TASK INSTRUCTIONS
Reproduce exactly the line in which "Pest-scouting request: tag the twig" occurs and all the lines after it, ending with the last line.

[Object point labels]
------------------------------------------------------------------------

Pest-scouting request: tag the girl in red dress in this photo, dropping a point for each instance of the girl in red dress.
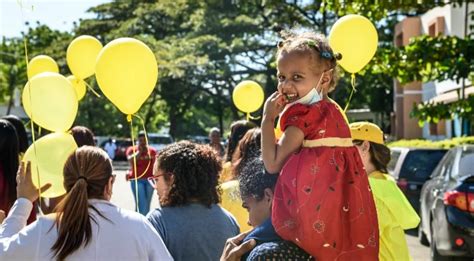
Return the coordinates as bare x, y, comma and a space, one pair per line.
323, 201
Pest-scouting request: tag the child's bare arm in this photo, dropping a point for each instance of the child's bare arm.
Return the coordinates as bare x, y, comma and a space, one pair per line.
275, 154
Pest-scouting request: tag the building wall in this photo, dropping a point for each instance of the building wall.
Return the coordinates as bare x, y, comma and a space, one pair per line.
406, 95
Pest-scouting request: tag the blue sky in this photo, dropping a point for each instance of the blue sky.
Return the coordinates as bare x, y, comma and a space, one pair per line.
56, 14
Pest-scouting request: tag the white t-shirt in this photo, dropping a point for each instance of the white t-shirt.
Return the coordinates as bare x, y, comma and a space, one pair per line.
110, 148
126, 235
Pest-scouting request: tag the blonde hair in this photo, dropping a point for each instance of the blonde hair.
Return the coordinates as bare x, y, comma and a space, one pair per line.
317, 46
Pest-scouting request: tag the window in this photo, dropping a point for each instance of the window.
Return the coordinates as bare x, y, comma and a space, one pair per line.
419, 164
394, 156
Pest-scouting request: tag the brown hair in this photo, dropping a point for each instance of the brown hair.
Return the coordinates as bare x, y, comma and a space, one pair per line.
86, 173
379, 155
195, 169
248, 149
317, 46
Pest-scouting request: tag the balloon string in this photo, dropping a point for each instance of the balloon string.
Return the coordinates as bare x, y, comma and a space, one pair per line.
352, 92
129, 119
148, 151
92, 89
33, 136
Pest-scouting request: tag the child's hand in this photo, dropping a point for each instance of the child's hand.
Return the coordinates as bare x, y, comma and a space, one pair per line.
274, 105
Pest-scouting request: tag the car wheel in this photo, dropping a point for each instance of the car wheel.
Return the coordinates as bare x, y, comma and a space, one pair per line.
422, 237
435, 256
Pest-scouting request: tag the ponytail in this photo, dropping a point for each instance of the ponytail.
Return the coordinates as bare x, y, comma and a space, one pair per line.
73, 221
86, 173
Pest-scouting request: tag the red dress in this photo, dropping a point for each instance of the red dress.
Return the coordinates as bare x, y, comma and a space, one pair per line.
323, 201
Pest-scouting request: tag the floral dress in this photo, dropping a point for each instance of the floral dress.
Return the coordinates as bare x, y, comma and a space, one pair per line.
323, 201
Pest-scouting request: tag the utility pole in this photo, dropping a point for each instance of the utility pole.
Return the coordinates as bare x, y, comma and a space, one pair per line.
463, 84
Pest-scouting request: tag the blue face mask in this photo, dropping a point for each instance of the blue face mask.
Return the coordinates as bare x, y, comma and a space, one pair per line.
313, 96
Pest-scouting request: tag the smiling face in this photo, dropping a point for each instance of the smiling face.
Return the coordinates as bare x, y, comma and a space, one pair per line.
296, 75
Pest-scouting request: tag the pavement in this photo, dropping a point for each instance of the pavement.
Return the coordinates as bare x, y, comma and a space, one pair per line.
122, 196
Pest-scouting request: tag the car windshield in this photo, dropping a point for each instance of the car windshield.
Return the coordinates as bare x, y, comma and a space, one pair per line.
419, 164
159, 140
466, 162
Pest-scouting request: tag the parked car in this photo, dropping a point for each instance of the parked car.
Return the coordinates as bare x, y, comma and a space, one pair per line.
122, 145
199, 139
447, 206
159, 141
411, 168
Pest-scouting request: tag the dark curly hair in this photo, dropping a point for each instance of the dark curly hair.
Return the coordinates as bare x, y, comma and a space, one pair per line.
316, 47
249, 148
253, 179
195, 168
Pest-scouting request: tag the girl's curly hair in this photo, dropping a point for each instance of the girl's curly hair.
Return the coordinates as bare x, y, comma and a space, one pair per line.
316, 47
195, 168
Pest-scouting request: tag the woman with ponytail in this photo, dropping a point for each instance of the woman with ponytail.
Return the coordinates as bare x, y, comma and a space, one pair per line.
86, 226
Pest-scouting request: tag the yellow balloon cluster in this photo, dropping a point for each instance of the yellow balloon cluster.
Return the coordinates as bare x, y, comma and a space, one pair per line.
355, 37
248, 96
127, 72
81, 56
50, 101
79, 86
41, 63
48, 155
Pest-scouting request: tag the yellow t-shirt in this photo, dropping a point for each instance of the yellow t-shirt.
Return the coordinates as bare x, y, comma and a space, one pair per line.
226, 173
395, 214
232, 202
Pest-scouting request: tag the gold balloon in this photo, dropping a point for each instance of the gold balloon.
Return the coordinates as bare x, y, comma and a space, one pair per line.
50, 101
248, 96
81, 55
48, 155
126, 72
355, 37
79, 86
40, 64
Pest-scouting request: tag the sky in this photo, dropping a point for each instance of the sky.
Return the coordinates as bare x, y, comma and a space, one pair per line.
58, 15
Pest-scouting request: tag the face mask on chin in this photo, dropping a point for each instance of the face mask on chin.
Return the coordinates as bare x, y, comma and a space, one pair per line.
313, 96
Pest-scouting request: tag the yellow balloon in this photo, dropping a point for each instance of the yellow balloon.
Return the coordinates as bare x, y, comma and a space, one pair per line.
248, 96
79, 85
126, 72
82, 54
50, 101
41, 63
355, 37
48, 155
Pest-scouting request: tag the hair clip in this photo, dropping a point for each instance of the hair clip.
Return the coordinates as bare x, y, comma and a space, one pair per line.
326, 54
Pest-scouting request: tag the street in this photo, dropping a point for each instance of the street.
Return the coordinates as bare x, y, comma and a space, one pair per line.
122, 196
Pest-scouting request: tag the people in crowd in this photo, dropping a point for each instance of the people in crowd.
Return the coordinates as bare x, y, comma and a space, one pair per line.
110, 147
247, 149
190, 221
256, 190
237, 131
395, 214
83, 136
215, 141
20, 131
321, 201
87, 226
144, 158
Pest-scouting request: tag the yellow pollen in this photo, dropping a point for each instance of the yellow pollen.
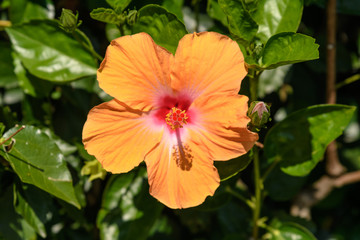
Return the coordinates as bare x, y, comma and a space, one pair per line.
176, 118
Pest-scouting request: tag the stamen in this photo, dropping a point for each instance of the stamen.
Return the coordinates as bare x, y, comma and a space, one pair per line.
176, 118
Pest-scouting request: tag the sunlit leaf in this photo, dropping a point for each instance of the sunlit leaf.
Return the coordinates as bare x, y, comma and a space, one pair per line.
289, 231
49, 53
26, 10
127, 207
30, 84
276, 16
106, 15
38, 160
164, 27
298, 143
287, 48
241, 24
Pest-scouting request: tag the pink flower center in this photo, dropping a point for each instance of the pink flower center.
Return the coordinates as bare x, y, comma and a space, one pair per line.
176, 118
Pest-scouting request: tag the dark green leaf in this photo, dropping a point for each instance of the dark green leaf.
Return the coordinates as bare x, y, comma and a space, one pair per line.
30, 84
65, 58
127, 207
163, 26
298, 143
118, 5
241, 24
289, 231
38, 160
228, 169
12, 225
276, 16
7, 75
26, 10
214, 10
33, 205
175, 7
287, 48
106, 15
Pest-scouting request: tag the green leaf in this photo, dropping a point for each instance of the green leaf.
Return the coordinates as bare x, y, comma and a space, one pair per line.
127, 207
12, 225
30, 84
298, 143
26, 10
230, 168
241, 24
276, 16
214, 10
175, 7
287, 48
118, 5
289, 231
7, 75
164, 27
32, 204
106, 15
49, 53
38, 160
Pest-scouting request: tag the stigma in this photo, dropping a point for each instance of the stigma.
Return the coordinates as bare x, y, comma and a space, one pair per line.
176, 118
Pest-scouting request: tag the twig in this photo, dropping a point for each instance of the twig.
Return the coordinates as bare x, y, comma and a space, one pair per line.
333, 165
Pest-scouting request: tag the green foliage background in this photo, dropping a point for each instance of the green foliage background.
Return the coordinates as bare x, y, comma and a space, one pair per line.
50, 188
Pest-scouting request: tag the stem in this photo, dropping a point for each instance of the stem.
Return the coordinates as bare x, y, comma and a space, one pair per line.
240, 197
12, 135
87, 45
258, 187
254, 82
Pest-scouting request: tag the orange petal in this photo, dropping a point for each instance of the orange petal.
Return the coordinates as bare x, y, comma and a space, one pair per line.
208, 63
181, 183
134, 70
222, 127
118, 136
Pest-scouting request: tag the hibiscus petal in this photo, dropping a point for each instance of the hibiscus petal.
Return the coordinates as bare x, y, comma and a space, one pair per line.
181, 183
118, 136
135, 70
221, 129
208, 63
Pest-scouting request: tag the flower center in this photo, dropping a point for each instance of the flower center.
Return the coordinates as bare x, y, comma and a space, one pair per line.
176, 118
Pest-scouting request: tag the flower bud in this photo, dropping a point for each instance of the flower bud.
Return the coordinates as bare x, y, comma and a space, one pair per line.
69, 21
259, 113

------------------------------------------------------------------------

RESPONSE TO THE TASK
Pest-scouting request: tag the twig in this photo, dropping a point for each instance of the twig.
Return the coordinates as bare x, y, comma and a space, one pair per line.
333, 165
Pest-scouting request: tag the green foliage background in this photo, dropping a point for each instance of the green foliage background.
Return the coordinates as bare x, y, comma and a space, one pair per line.
50, 188
Pest-scouting request: tag the stem in this photo, dropping a point for each instance of the stem.
Return the coordinates as bare x, y, comma and a space, one pair per line.
240, 197
12, 135
87, 45
258, 187
254, 82
Pest-scouting request: tag the orange petal in this photo, dropping a point for each instance of the orange petal.
Return the coordinates as bare x, y, comma and a space, one pair per line.
208, 63
181, 183
134, 70
222, 127
118, 136
Pest-scouting request: tag the hibiscus petal in this photo, dropping a point for each instance of the hibiscus petal.
Return the coordinates as bare x, y, comma and a space, one pair per line.
181, 183
118, 136
135, 70
221, 129
208, 63
Pest-scouting request: tag the flower center in this photo, dropping a point for each instance of the flower center.
Return the coordinates as bare x, y, comma and a space, one pair per line.
176, 118
Pest-scouting request: tag the flower bud in this photo, dropping a point for each instance of the flower bud.
Return the coordinates as bare x, y, comma and a space, one pair per line.
69, 21
259, 113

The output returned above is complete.